> EXCERPT
================================

Individual Effect of P on Solubility of Raloxifene.

Fig. 6
figure 6

Individual Effect of T on Solubility of Raloxifene.

Fig. 7
figure 7

Individual Effect of P on CO2 Density.

Fig. 8
figure 8

Individual Effect of T on CO2 Density.

Fig. 9
figure 9

3D surface for Solubility of Raloxifene. The figure is drawn by Python v3.8 which can be freely downloaded from the link: https://www.python.org.

Fig. 10
figure 10

3D surface for CO2 Density. The figure is drawn by Python v3.8 which can be freely downloaded from the link: https://www.python.org.

Figures 11 and 12 illustrate the feature importance scores for the GB model in predicting CO₂ density and the ET model in predicting raloxifene solubility, respectively. In Fig. 11, Pressure (P) dominates with an importance of approximately 0.63, highlighting its primary influence on density variations, while Temperature (T) contributes 0.37 that could be due to the compressibility of solvent at this condition which is highly correlated to the pressure. In Fig. 12, temperature is more influential at 0.56, compared to pressure’s 0.44, emphasizing temperature’s key role in solubility behavior under supercritical conditions.

Fig. 11
figure 11

Feature importance for Density prediction.

Fig. 12
figure 12

Feature importance for Solubility prediction.

To validate the generality of the proposed ML approach externally, the same model development method was applied to an independent dataset comprising solubility measurements (in g/L) for 15 different pharmaceutical compounds in supercritical CO2 under varying temperature and pressure conditions. The data have been collected from various sources and the model was implemented on the data. The ET, RF, and GB models were trained and optimized using the same Gradient-based optimization technique (Adam optimizer with mean 3-fold R² score as the fitness function). The performance metrics on this external dataset demonstrate comparable accuracy to the original raloxifene case study, confirming the method’s robustness across diverse drugs. Table 3 shows the overall performance of models on this external data with more than 400 data points.

================================

> GIVEN DATA
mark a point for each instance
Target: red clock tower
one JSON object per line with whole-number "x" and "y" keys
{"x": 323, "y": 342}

================================

> ACTIVITY LIST
A - Decide whether each of the following statements agrees with the raloxifene excerpt. Answer yes or no for each, and quote the words of the excerpt that decide it.
(i) In predicting CO2 density, temperature has a higher importance score than pressure.
(ii) The external dataset covered 15 different pharmaceutical compounds.
(iii) The 3D surface figures were drawn with Python v3.8.
B - Print the part of the raloxifene excerpt starting with "Figures 11 and 12" and going on through "under supercritical conditions.".

> EXERCISE RESULTS
A -
(i) No: "Pressure (P) dominates with an importance of approximately 0.63," while "Temperature (T) contributes 0.37."
(ii) Yes: "solubility measurements (in g/L) for 15 different pharmaceutical compounds in supercritical CO2."
(iii) Yes: "The figure is drawn by Python v3.8."

B -
Figures 11 and 12 illustrate the feature importance scores for the GB model in predicting CO₂ density and the ET model in predicting raloxifene solubility, respectively. In Fig. 11, Pressure (P) dominates with an importance of approximately 0.63, highlighting its primary influence on density variations, while Temperature (T) contributes 0.37 that could be due to the compressibility of solvent at this condition which is highly correlated to the pressure. In Fig. 12, temperature is more influential at 0.56, compared to pressure’s 0.44, emphasizing temperature’s key role in solubility behavior under supercritical conditions.